- PROBLEM DESCRIPTION:
Your answer must be an exact copy of the entries below, with no pictures in it.

- SOURCE DATA:
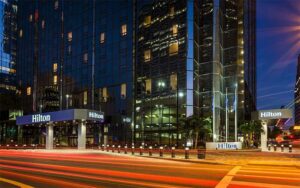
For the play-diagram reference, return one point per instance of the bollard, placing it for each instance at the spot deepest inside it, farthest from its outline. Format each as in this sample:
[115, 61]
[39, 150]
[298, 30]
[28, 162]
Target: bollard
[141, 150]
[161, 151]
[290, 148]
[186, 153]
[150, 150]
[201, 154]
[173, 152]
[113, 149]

- COMPLETED TASK:
For the play-diagram reference, return one point per instance of the bollard, placing it for each instance at the spot deepest inside it, farthest from its outline. Format each as in this sample:
[115, 61]
[39, 150]
[298, 30]
[28, 162]
Target: bollard
[141, 150]
[161, 151]
[290, 148]
[186, 153]
[150, 150]
[201, 154]
[173, 152]
[113, 149]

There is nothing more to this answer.